> _ARTICLE_:
SWG 12 – Craft and Emerging Forms of Organizing


Coordinators

Daniel Hjorth, Lund University, Sweden
Elena Raviola, Gothenburg University, Sweden
Marta Gasparin, Copenhagen Business School (CBS), Denmark
Emma Bell, The Open University, United Kingdom
Luca Pareschi, University of Rome Tor Vergata, Italy
Nicole Ferry, Copenhagen Business School (CBS), Denmark
Jean Clarke, emlyon Business School, France
Yutaka Yamauchi, Kyoto University, Japan
Jochem Kroezen, Erasmus University, Netherlands
Monika Zebrowska, University of Cambridge, United Kingdom
Max Ganzin, Macquarie University, Australia


There are several ways in which organizational research on craft can build a new domain of research with research questions central to organizational research’s capacity to contribute to a more sustainable – economically, socially, ecologically, and ethically – future society. The broader aim of SWG 12 "Craft and Emerging Forms of Organizing" is to provide an arena for this in the EGOS Colloquia setting and, with that as basis, attach this to the greater logistics that has been built for this domain to flourish and publish its researchers’ results in top class journals and outlets.

> _SOURCE EXCERPT_:
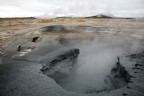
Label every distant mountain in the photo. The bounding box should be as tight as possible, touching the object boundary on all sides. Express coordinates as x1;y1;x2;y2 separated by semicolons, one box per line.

> _WRITTEN INSTRUCTION_: Could you duplicate the SWG 12 description above, from beginning to end, word for word?

> _EXERCISE RESULT_:
SWG 12 – Craft and Emerging Forms of Organizing


Coordinators

Daniel Hjorth, Lund University, Sweden
Elena Raviola, Gothenburg University, Sweden
Marta Gasparin, Copenhagen Business School (CBS), Denmark
Emma Bell, The Open University, United Kingdom
Luca Pareschi, University of Rome Tor Vergata, Italy
Nicole Ferry, Copenhagen Business School (CBS), Denmark
Jean Clarke, emlyon Business School, France
Yutaka Yamauchi, Kyoto University, Japan
Jochem Kroezen, Erasmus University, Netherlands
Monika Zebrowska, University of Cambridge, United Kingdom
Max Ganzin, Macquarie University, Australia


There are several ways in which organizational research on craft can build a new domain of research with research questions central to organizational research’s capacity to contribute to a more sustainable – economically, socially, ecologically, and ethically – future society. The broader aim of SWG 12 "Craft and Emerging Forms of Organizing" is to provide an arena for this in the EGOS Colloquia setting and, with that as basis, attach this to the greater logistics that has been built for this domain to flourish and publish its researchers’ results in top class journals and outlets.